─── Data to examine

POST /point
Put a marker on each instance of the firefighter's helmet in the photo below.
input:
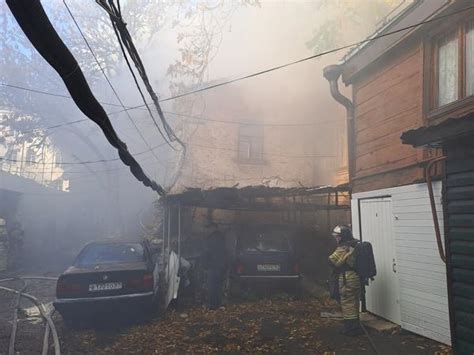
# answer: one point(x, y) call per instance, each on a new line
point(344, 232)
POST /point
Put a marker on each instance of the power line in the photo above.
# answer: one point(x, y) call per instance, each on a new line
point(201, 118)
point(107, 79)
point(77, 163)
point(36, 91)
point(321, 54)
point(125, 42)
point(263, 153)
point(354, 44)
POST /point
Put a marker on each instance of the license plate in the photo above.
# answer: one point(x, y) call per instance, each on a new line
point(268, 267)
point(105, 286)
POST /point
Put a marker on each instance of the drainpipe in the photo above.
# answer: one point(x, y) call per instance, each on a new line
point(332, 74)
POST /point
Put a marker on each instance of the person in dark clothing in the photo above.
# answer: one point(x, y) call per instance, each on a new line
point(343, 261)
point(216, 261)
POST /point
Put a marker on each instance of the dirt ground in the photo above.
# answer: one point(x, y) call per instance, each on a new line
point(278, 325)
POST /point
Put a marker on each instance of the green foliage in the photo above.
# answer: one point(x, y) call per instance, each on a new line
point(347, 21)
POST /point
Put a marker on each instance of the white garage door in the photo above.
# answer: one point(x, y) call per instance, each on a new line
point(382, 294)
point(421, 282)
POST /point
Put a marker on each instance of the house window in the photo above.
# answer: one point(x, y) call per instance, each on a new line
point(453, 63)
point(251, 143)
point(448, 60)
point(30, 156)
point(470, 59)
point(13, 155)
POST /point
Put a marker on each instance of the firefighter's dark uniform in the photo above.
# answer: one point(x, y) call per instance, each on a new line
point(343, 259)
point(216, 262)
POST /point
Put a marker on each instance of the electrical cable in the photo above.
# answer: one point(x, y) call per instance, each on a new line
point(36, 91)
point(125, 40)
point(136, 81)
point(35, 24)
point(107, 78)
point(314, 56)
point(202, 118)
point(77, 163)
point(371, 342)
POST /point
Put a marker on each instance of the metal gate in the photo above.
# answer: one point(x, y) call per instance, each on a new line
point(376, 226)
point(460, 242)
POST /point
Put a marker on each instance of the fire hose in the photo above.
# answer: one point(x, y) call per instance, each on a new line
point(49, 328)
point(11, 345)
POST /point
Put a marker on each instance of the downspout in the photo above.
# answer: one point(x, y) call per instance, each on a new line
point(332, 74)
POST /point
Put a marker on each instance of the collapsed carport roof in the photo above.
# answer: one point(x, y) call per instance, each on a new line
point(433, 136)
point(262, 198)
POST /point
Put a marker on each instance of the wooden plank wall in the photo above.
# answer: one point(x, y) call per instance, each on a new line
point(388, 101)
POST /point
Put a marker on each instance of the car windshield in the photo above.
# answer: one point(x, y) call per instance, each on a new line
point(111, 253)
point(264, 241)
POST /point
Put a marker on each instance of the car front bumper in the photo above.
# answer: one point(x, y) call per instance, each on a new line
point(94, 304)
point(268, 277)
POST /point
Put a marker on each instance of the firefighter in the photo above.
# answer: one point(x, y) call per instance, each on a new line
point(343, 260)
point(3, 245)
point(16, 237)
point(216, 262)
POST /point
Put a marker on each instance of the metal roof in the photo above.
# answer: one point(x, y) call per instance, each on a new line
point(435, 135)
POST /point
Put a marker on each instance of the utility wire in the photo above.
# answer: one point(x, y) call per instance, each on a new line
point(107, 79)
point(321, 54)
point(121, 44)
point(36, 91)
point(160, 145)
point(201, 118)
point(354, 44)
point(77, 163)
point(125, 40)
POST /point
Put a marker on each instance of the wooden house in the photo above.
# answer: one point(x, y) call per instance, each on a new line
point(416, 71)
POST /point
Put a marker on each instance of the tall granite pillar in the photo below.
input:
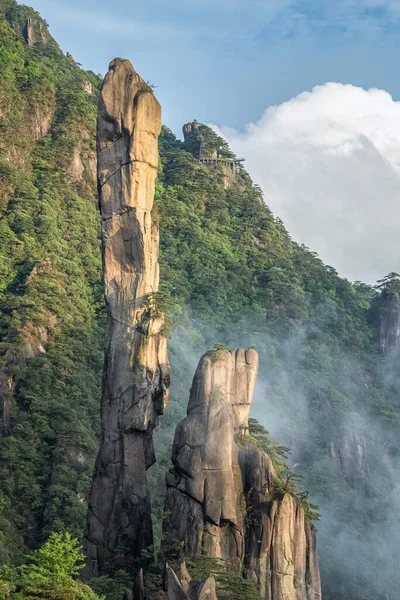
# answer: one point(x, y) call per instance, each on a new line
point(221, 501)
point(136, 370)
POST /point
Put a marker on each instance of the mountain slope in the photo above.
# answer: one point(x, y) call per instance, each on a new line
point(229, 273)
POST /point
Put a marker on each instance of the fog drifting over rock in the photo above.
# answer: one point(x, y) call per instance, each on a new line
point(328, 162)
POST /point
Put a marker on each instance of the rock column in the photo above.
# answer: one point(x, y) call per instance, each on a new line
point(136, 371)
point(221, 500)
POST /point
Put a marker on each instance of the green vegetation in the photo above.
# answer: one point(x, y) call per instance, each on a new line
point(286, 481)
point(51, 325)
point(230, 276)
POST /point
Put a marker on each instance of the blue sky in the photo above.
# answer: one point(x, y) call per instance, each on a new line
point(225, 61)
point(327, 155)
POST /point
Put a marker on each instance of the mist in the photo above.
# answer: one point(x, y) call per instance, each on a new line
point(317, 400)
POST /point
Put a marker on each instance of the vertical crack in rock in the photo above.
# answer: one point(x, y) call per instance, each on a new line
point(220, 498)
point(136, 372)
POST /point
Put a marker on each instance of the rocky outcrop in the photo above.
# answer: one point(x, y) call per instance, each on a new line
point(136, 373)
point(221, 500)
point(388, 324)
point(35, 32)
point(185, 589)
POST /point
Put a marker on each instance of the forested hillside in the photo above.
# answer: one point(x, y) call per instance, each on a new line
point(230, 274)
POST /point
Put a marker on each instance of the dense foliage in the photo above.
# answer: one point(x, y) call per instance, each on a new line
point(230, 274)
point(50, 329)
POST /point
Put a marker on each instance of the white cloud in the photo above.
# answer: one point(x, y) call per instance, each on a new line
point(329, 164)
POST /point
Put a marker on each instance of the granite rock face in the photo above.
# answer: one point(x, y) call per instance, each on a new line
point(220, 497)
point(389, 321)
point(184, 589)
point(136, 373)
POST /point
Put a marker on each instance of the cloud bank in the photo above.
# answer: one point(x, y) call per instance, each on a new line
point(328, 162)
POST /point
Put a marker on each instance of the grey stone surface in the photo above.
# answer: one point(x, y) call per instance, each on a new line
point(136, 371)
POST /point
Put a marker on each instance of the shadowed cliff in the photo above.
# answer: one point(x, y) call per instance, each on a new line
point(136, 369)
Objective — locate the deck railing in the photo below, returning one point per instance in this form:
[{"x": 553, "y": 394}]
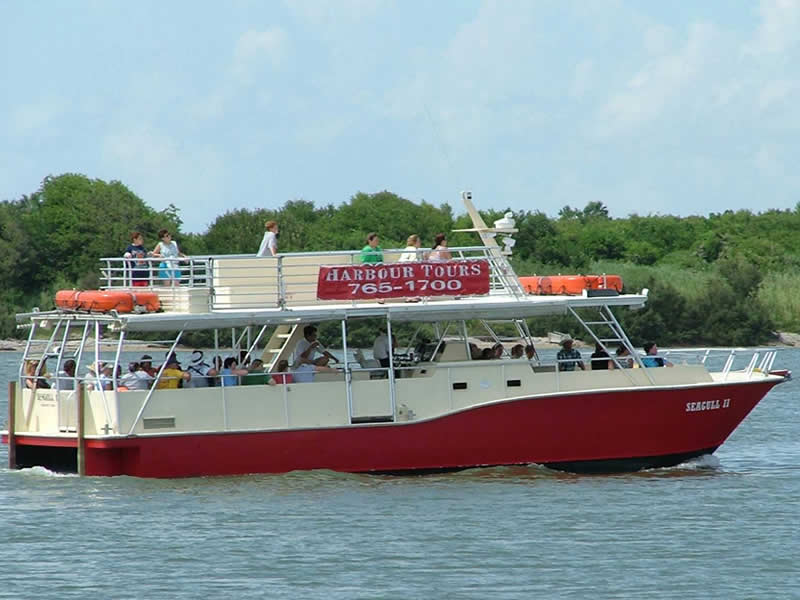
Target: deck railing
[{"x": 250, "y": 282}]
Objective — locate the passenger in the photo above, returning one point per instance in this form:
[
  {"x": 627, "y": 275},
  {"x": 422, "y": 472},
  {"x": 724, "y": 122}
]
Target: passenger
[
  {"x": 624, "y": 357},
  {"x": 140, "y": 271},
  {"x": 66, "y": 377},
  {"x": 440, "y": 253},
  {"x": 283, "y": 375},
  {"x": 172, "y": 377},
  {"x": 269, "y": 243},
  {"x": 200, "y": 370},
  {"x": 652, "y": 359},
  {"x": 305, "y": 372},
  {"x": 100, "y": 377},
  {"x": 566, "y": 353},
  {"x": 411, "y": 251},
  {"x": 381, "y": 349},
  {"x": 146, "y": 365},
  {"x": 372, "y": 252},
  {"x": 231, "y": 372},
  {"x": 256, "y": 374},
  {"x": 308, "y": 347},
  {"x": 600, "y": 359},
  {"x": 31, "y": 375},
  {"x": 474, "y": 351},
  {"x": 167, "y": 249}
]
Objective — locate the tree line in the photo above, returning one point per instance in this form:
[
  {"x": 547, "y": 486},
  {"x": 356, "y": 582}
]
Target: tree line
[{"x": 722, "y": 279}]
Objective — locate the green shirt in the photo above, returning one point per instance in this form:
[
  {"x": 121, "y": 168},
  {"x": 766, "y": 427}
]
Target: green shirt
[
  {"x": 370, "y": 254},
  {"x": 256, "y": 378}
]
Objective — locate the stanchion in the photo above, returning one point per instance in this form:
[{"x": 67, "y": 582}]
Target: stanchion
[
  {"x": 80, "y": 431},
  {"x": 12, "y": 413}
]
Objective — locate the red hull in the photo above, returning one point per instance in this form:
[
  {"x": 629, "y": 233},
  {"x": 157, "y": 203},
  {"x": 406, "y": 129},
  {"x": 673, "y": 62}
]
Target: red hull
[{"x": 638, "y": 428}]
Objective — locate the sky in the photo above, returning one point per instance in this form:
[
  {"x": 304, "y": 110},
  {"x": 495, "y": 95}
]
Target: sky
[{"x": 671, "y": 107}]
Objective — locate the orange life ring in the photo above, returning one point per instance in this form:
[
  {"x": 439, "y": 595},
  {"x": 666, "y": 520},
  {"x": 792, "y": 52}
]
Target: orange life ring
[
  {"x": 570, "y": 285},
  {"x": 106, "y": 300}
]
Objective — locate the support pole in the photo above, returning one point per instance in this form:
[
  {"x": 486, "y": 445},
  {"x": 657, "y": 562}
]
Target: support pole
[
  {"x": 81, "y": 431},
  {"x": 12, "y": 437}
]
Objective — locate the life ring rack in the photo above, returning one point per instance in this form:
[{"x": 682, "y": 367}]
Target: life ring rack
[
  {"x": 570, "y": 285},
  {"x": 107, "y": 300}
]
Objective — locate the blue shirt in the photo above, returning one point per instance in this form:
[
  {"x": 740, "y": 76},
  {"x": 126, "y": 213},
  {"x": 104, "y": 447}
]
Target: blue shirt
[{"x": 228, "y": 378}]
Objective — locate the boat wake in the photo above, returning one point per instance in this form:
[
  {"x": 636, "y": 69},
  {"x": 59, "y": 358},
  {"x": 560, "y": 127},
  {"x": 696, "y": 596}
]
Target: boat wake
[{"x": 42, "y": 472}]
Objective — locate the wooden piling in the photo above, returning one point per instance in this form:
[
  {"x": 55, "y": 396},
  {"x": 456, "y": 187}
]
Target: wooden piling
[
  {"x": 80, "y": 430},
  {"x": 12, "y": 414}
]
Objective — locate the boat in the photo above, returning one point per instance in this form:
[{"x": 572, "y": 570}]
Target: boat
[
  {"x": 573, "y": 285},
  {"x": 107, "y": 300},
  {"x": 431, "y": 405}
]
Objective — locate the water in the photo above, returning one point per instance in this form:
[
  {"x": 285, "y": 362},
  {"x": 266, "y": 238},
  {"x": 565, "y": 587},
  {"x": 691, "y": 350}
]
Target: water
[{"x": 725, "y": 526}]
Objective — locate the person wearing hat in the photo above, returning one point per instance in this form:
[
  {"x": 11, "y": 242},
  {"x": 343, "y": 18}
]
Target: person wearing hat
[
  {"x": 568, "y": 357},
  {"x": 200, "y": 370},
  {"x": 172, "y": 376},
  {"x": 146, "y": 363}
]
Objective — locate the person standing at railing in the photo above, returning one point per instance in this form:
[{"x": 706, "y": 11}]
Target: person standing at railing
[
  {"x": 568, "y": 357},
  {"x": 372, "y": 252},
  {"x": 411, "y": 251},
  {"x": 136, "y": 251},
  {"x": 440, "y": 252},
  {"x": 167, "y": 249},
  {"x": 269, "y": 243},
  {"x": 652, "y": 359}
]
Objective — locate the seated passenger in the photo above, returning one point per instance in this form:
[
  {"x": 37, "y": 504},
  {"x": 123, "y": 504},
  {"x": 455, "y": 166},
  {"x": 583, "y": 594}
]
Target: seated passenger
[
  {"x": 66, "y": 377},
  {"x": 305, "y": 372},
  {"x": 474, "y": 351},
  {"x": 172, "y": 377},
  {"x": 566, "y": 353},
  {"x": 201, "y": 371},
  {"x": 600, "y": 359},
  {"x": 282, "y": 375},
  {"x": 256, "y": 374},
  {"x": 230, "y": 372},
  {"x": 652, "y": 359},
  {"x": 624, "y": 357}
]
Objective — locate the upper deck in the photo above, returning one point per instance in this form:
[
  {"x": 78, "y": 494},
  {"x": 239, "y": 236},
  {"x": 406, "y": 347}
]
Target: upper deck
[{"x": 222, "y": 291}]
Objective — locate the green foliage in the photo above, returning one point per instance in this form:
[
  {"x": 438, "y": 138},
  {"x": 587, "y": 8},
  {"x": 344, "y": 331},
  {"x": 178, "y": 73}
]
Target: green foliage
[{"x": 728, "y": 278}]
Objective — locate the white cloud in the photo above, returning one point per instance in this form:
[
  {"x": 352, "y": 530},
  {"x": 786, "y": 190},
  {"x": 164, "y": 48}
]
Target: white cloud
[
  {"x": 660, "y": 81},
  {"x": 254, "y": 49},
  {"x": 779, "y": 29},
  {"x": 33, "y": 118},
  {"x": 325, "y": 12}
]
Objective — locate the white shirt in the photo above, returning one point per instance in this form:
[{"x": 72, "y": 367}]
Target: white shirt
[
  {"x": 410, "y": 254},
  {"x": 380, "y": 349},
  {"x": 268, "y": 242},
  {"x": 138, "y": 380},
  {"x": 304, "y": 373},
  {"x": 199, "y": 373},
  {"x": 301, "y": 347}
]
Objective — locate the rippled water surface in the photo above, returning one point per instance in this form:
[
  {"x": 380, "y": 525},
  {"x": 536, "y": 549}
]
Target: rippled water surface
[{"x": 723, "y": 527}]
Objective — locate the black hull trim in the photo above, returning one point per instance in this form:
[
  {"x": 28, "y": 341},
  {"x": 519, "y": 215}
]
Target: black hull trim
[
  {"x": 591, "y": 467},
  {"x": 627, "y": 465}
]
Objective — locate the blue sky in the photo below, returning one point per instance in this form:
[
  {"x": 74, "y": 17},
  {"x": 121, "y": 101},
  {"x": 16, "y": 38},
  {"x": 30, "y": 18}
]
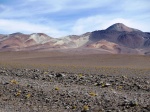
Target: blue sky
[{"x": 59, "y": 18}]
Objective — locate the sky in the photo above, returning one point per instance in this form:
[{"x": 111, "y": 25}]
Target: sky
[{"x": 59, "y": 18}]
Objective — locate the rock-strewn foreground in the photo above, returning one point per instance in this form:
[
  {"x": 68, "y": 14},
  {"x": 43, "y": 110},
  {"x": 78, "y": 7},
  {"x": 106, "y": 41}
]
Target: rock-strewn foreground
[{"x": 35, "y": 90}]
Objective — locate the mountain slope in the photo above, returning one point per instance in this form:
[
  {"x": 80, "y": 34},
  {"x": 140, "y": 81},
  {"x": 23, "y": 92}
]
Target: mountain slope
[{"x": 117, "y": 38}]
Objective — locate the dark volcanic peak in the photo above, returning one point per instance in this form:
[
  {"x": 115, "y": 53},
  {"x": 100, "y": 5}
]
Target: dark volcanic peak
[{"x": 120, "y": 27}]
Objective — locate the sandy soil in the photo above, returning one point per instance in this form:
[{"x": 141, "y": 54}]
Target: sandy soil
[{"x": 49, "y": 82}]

──────

Activity
For each line of the entries that includes "below", show that line.

Task answer
Put a marker on each instance of the firefighter's helmet in the photo below.
Put a marker on each instance of the tall granite pillar in the photo below.
Objective — locate the deck railing in the photo below, returning one point per instance in this form:
Objective — locate the blue sky in the photo below, returning one point per instance in this form:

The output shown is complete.